§ Texte de lecture
4. Pour interdire le retour sur le territoire pendant une durée de deux ans à M. A..., le préfet de la Savoie s'est fondé sur les conditions d'entrée et de séjour de l'intéressé rappelées au point 2, notamment sur la circonstance que l'intéressé n'a pas exécuté l'arrêté du 20 juin 2019 par lequel le préfet a décidé de le remettre aux autorités espagnoles et sur l'absence de liens personnel et familiaux en France. Toutefois, et alors qu'une décision de remise est distincte d'une obligation de quitter le territoire, le préfet a, en estimant que l'intéressé en n'exécutant pas ladite décision de remise s'est soustrait à une précédent mesure d'éloignement, entaché sa décision d'erreur d'appréciation. M. A... est par suite fondé à en demander l'annulation, sans qu'ils soit besoin d'examiner les autres moyens dirigées contre cette dernière.

5. En troisième lieu, aux termes de l'article 3 de la convention européenne de sauvegarde des droits de l'homme et des libertés fondamentales : " Nul ne peut être soumis à la torture ni à des peines ou des traitements inhumains ou dégradants. ". Si M. A..., dont la demande d'asile a été rejetée par les instances compétentes dans les conditions rappelées au point 2, fait valoir qu'il encourt des risques en cas de retour en Guinée, il n'établit pas la réalité et l'actualité des risques allégués en se bornant à verser aux débats une attestation de sa sœur ayant fui la Guinée après une convocation de la police, postérieure à la décision en litige et alors même qu'il a demandé un réexamen de sa demande d'asile en février 2021 sur la base de ces documents.

§ Exercices à réaliser
a) Selon l'extrait de décision, pour quelle durée le préfet de la Savoie a-t-il interdit à M. A... le retour sur le territoire ?
b) Recopiez, s'il vous plaît, le passage de l'extrait de décision qui commence par « 4. Pour interdire » et se poursuit jusqu'à « contre cette dernière. ».
c) Rédigez la suite de l'extrait de décision après sa dernière phrase.
Le matériel qui vient ensuite est indépendant de l'extrait de décision.

§ Jeu de données
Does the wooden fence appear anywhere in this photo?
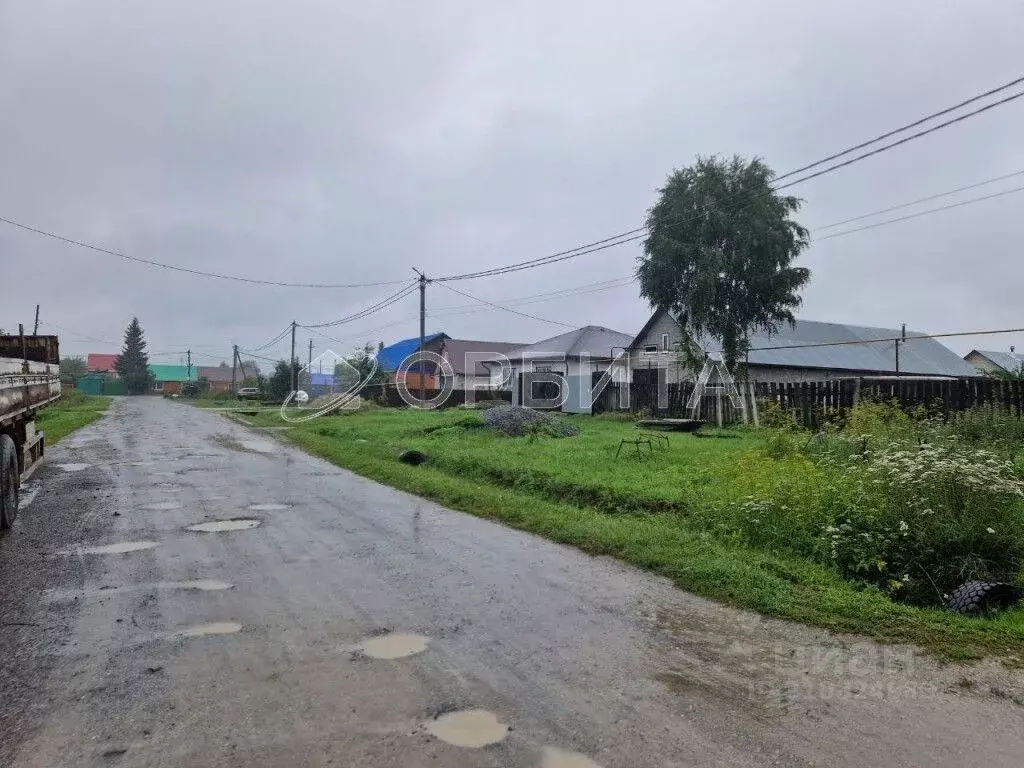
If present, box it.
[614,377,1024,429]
* * *
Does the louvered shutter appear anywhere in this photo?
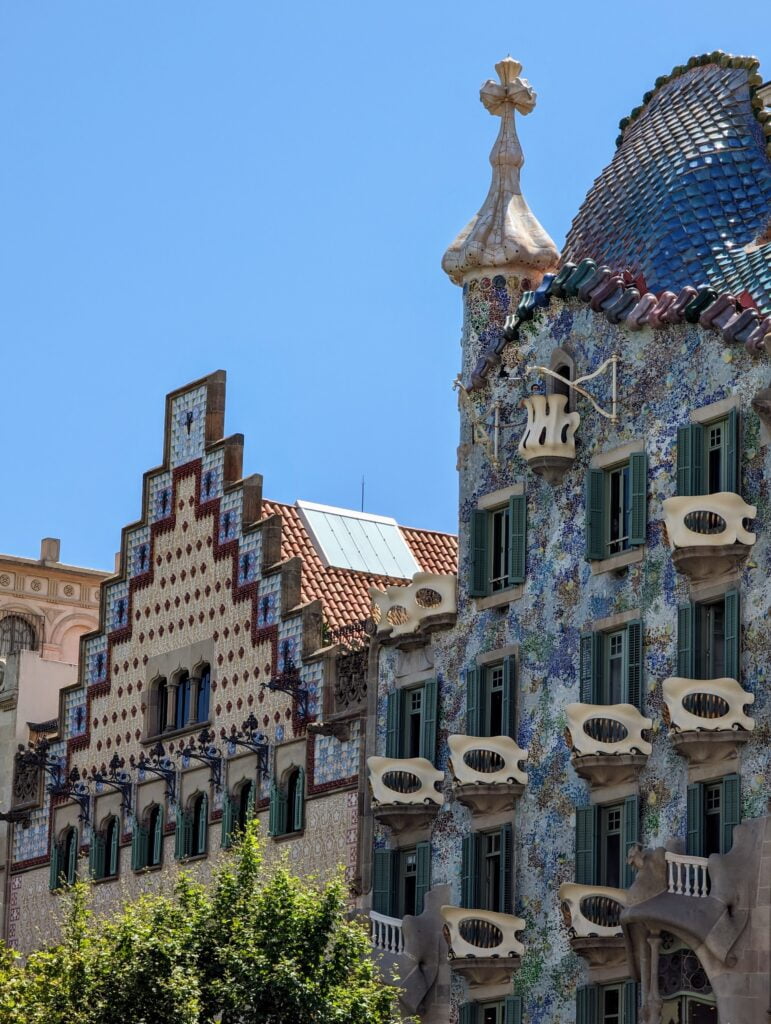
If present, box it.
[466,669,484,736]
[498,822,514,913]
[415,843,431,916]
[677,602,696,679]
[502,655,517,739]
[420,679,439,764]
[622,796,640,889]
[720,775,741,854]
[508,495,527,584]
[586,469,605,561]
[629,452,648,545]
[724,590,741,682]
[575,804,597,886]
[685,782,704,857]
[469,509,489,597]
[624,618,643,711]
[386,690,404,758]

§ Réponses aux exercices
a) Pour une durée de deux ans.

b)
4. Pour interdire le retour sur le territoire pendant une durée de deux ans à M. A..., le préfet de la Savoie s'est fondé sur les conditions d'entrée et de séjour de l'intéressé rappelées au point 2, notamment sur la circonstance que l'intéressé n'a pas exécuté l'arrêté du 20 juin 2019 par lequel le préfet a décidé de le remettre aux autorités espagnoles et sur l'absence de liens personnel et familiaux en France. Toutefois, et alors qu'une décision de remise est distincte d'une obligation de quitter le territoire, le préfet a, en estimant que l'intéressé en n'exécutant pas ladite décision de remise s'est soustrait à une précédent mesure d'éloignement, entaché sa décision d'erreur d'appréciation. M. A... est par suite fondé à en demander l'annulation, sans qu'ils soit besoin d'examiner les autres moyens dirigées contre cette dernière.

c)
6. Il résulte de ce qui précède que M. A... est seulement fondé à demander l'annulation du jugement attaqué en tant qu'il rejette ses conclusions dirigées contre la décision lui interdisant le retour sur le territoire français pendant deux ans.

Sur les conclusions accessoires :

7. D'une part, le présent arrêt, qui rejette les conclusions de M. A... dirigées contre la décision portant obligation de quitter le territoire n'implique en tout état de cause pas qu'il soit fait droit à ses conclusions à fin d'injonction et d'astreinte.

8. D'autre part, les dispositions de l'article L. 761-1 du code de justice administrative font obstacle à ce que l'Etat, qui n'a pas la qualité de partie perdante pour l'essentiel, verse à M. A... une somme que celui-ci réclame au titre des frais exposés par lui et non compris dans les dépens.

DÉCIDE :

Article 1er : L'arrêté du 4 janvier 2021 du préfet de la Savoie portant interdiction de retour de M. A... sur le territoire français pendant deux ans est annulé.

Article 2 : Le jugement du tribunal administratif de Grenoble du 18 mars 2021 est réformé en ce qu'il a de contraire à l'article 1er.

Article 3 : Le surplus de la requête de M. A... est rejetée.

Article 4 : Le présent arrêt sera notifié à M. B... A... et(/nom)(ano)A(/ano) au ministre de l'intérieur. Copie en sera adressée au préfet de la Savoie.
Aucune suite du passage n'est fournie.